D'après le texte sur l'allergie aux antibiotiques chez les patients fibro-kystiques, quel antibiotique est signalé de façon systématique comme associé au plus grand risque de réaction ?

**Texte source:**
|---|

Santé – L’allergie aux antibiotiques: un problème fréquent chez les patients fibro-kystiques
(SVB 2013)
La fibrose kystique engendre au sein des voies respiratoires la production de mucus visqueux et une colonisation bactérienne chronique, causant des infections pulmonaires récurrentes. Ces dernières nécessitent l’administration d’antibiotiques intraveineux à fortes doses, pour une durée prolongée. Par conséquent, les réactions indésirables aux antibiotiques sont fréquentes dans la population atteinte de fibrose kystique. Certaines réactions sont prévisibles, alors que d’autres ne le sont pas (alors appelées imprévisibles).
Les réactions prévisibles ne sont pas de nature allergique (Tableau 1). Cette catégorie comprend :
• les effets secondaires : par exemple, l’apparition d’une hypersensibilité cutanée au soleil chez un patient recevant de la ciprofloxacine;
• les interactions : par exemple, la réduction importante de l’élimination de l’alcool chez un patient traité au métronidazole, entraînant nausée, vomissement, palpitations et céphalées lors d’une prise concomitante;
• les réactions toxiques : par exemple, l’apparition d’un trouble de l’audition à la suite de l’utilisation d’aminosides (tobramycine).
Ces réactions sont bien décrites dans la documentation qui accompagne l’antibiotique. Elles peuvent en général être évitées si le patient prend connaissance de la fiche accompagnant le médicament et en discute avec son médecin ou son pharmacien.
Par ailleurs, certaines réactions sont imprévisibles. Ces dernières peuvent être séparées en deux groupes : les réactions pseudo-allergiques et les réactions allergiques. Les premières impliquent la libération directe de médiateurs chimiques en cause dans l’allergie, sans que le système immunitaire soit activé. La libération directe des médiateurs est provoquée par l’exposition à des agents en général reconnus (contraste iodé lors d’un examen en radiologie, opiacés, anti-inflammatoires non stéroïdiens). Les manifestations varient : rhinite, asthme, urticaire et hypotension. Ces réactions pseudo-allergiques sont peu fréquentes. Chez les patients qui ont déjà présenté une telle réaction, le recours à la prémédication avant l’exposition à l’agent incriminé (par exemple la prednisone et la diphenhydramine) est généralement efficace.
Les réactions allergiques vraies provoquées à la suite de l’administration d’un antibiotique sont trois fois plus fréquentes chez les patients atteints de fibrose kystique que dans la population générale. Les taux d’allergies signalés dans diverses études varient de 1,9 à 28 %. Cependant, la pipéracilline est signalée de façon systématique comme étant l’antibiotique associé au plus grand risque de réaction, soit de 33 à 50 % des événements signalés. Cette statistique doit cependant être nuancée par le fait que la pipéracilline est l’un des antibiotiques les plus utilisés lors d’exacerbations. L’administration par voie intraveineuse est associée à un plus grand risque de
développer une allergie.

|---|

**Données de pointage d'expressions référentielles:**
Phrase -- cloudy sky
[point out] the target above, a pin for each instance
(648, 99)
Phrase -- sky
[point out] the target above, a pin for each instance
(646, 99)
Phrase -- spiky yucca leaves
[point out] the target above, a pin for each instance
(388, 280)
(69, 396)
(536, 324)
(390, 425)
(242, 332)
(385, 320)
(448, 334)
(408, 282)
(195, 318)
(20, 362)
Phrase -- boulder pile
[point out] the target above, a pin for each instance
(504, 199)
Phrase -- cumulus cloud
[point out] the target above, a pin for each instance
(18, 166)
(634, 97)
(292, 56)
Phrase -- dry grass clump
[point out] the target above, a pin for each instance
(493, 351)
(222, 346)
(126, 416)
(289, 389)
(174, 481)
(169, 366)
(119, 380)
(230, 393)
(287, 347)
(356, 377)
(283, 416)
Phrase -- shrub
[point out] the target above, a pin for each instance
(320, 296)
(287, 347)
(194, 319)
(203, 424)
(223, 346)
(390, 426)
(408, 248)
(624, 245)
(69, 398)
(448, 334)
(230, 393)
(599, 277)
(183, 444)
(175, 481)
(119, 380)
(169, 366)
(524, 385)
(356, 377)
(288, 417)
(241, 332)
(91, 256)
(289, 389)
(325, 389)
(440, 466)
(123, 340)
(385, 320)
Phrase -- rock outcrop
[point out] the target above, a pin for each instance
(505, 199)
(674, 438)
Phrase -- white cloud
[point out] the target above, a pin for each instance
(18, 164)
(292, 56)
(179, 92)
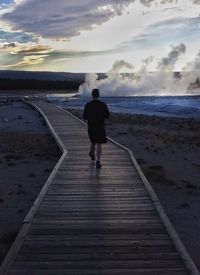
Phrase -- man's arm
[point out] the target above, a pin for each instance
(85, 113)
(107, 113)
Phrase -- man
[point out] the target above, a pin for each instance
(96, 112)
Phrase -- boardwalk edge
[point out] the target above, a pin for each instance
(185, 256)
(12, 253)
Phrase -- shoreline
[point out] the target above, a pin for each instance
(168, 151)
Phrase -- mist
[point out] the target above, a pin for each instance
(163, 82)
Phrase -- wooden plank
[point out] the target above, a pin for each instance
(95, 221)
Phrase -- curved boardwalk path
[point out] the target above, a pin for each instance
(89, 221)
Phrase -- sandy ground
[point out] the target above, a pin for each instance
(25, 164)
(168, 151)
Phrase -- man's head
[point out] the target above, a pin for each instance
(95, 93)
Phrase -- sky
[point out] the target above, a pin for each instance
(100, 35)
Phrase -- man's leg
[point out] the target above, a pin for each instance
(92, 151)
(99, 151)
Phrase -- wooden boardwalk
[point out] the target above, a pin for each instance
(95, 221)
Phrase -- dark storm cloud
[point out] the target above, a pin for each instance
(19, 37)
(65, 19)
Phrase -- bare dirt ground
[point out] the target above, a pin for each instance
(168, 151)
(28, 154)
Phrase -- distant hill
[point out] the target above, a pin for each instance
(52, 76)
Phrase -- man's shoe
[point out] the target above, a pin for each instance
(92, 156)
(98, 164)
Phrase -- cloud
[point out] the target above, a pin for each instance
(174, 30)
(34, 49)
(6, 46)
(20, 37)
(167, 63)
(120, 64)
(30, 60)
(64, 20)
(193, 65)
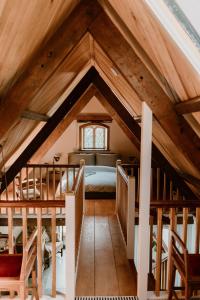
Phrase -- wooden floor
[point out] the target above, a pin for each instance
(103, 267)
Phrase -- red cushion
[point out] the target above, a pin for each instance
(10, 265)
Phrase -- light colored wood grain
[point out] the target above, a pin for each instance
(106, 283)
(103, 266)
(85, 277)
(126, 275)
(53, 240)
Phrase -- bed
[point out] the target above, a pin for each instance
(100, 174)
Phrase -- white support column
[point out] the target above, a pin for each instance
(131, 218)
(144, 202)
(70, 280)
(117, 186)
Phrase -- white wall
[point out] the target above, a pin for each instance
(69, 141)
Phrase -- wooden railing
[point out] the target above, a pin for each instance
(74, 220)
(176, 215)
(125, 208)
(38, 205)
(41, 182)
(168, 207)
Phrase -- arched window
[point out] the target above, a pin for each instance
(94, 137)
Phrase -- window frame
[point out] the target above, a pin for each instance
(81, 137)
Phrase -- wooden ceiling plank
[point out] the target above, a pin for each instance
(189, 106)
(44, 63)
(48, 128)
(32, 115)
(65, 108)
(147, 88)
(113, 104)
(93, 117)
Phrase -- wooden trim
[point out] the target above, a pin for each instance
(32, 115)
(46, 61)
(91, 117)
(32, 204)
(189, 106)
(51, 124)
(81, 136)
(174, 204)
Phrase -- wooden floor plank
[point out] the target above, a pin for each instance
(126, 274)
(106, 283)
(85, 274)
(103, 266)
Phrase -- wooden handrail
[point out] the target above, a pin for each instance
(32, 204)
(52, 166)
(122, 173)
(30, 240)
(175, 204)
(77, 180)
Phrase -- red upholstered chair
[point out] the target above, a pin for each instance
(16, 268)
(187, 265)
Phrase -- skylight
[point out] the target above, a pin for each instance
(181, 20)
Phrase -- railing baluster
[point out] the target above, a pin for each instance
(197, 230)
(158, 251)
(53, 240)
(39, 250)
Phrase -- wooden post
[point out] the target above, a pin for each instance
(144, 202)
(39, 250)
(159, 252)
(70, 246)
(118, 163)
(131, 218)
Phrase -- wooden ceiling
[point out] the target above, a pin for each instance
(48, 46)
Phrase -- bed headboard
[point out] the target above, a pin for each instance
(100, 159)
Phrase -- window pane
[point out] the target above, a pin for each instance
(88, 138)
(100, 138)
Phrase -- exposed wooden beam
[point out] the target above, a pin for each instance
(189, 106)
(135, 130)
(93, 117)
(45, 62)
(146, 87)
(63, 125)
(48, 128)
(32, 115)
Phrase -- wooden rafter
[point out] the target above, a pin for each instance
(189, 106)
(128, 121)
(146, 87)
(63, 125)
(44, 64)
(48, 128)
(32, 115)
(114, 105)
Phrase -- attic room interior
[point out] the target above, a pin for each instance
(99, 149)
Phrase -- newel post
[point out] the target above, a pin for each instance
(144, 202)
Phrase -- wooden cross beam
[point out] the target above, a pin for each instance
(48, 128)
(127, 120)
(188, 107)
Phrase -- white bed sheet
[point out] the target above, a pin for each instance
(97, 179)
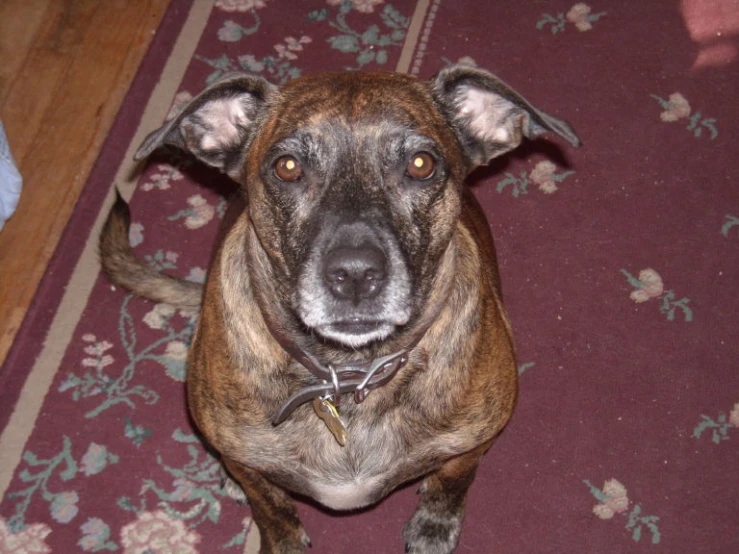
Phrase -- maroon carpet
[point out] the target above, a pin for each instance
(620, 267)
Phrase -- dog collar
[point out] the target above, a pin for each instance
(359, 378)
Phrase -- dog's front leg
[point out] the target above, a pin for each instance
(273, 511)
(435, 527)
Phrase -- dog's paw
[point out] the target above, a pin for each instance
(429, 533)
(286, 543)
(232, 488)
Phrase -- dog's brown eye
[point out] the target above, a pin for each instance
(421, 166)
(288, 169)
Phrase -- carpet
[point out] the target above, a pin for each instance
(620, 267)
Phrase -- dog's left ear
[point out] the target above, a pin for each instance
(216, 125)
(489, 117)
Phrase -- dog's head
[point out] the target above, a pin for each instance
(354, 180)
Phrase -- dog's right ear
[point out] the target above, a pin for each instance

|---|

**Réponse à l'exercice:**
La pipéracilline, qui représente de 33 à 50 % des événements signalés.